| Lavoro richiesto |
Prosegui la recensione del film Guida tascabile per la felicità a partire dall'ultima frase riportata.

| Estratto del documento |
_____

Guida tascabile per la felicità - recensione del film con Kodi Smit-McPhee
Presentato al Festival di Roma 2014 nella sezione Alice nella città.
La scoperta. Il superamento. La vita, l'amore, la morte e l'impossibile resurrezione.
Gli ingredienti di Guida tascabile per la felicità
, opera prima di Rob Meyer, sono quelli tipici di tanti, forse troppi
romanzi di formazione visti al cinema in anni recenti.
E però è innegabile che vuoi per alcune scelte insolite (i giovani protagonisti sono appassionati
bird watcher, e tutta la trama ruota intorno alla ricerca di un'anatra che si riteneva estinta) vuoi per i
toni scelti dal regista, vuoi per alcuni accenti sul lutto, questo piccolo film indipendente americano si
ritaglia uno spazio tutto suo, intimo e carico di dignità, senza per questo avere ambizioni egemoniche o
rivoluzionarie.
David e i suoi amici sono nerd forse, ma nerd vecchio stampo, sono i ragazzi ai margini e tutto
sommato contenti di esserlo, sono gli eredi contemporanei della banda di Stand By
Me, lontani anni luce dai nervosismi fluorescenti ed esibizionisti dei film di
Hughes o dalle rivoluzioni in chiave cool dei protagonisti dei vari Big
Bang Theory.

_____

[Estratti da un dataset]
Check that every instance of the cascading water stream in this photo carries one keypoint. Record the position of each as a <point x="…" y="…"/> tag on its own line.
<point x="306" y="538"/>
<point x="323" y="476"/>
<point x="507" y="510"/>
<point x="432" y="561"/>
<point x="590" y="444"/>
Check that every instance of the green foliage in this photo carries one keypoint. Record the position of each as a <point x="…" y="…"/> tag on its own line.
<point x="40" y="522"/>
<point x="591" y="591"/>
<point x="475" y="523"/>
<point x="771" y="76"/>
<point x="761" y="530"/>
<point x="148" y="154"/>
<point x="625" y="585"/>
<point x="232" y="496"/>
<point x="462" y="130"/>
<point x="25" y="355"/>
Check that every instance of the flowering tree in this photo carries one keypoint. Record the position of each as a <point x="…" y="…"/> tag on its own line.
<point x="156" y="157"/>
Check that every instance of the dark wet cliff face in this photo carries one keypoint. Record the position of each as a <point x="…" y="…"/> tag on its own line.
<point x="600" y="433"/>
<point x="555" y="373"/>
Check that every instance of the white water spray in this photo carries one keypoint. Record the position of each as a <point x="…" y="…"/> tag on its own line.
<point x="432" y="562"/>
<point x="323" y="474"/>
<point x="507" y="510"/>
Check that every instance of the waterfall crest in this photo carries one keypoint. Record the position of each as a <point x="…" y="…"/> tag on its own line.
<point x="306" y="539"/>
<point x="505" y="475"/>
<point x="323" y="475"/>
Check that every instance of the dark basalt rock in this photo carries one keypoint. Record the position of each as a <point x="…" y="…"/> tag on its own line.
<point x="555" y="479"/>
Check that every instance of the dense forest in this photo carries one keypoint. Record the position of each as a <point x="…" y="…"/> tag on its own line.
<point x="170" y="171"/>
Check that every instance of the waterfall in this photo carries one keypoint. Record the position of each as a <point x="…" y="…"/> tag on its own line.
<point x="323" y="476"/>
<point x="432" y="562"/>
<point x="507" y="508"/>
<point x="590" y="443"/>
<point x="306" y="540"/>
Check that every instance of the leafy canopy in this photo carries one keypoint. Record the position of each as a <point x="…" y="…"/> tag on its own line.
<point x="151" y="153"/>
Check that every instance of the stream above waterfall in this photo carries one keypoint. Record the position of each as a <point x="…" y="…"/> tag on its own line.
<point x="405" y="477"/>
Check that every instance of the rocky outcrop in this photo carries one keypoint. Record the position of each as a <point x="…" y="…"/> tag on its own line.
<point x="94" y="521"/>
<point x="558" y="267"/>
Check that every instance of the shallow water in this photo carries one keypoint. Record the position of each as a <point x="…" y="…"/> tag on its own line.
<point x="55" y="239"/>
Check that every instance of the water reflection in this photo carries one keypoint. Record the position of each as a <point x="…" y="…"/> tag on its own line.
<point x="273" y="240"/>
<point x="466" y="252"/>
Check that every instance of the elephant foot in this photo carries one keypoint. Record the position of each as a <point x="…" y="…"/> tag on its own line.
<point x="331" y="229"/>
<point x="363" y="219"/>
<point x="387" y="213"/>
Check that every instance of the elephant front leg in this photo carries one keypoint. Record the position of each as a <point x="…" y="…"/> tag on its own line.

_____

| Risposta all'esercizio |
E qualcosa, nella loro soave e placida rivendicazione della loro diversità, conquista una parte di
noi che troppo spesso viene dimenticata.
David, poi, è ancora più annodato di quanto non comportino i suoi 15 anni, i suoi hobby e il fisico
goffo e dinoccolato di Kodi Smit-McPhee per aver perso la mamma un anno e
mezzo prima, e in giustificato e silente sobollimento perché il padre sta per risposarsi con l'infermiera
che aveva curato la genitrice durante la sua malattia.
E il suo dolore così puro e soffuso, tocca corde profonde con delicatezza.
Così, come è nella ricerca e nell'attesa che si trova realmente, per David e suoi, il senso del
birding e della loro avventura nei parchi del Connecticut, allo stesso modo è in queste atmosfere liquide
e in questi sentimenti pervasivi che Guida tascabile per la felicità
(insoddisfacente adattamento dell'originale A Birder Guide to Everything
) trova il suo senso e il suo valore.
Meyer si accontenta di viaggiare a velocità ridotte, permettendo di cogliere i dettagli del
panorama, e non appare minimamente interessato a raggiungere la meta in fretta o con stile
appariscente, privilegiando la misura anche nella riuscita alternanza tra toni leggeri (con qualche
battuta davvero riuscita) e un sentimentalismo mai retorico.
Lungo quel cammino, che è quello dello spettatore, David scoprirà che il sogno cullato della
resurrezione - di una specie, come di una madre - è destinato a infrangersi, ma che accettando e
guardando negli occhi quel lutto (portando l'anima di chi osserva e di quello che è osservato a
coincidere, per usare le sue stesse parole) portrà tornare a vedere il mondo che lo circonda: una
famiglia, l'amore, sé stesso proiettato nelle sue passioni e nei suoi sentimenti.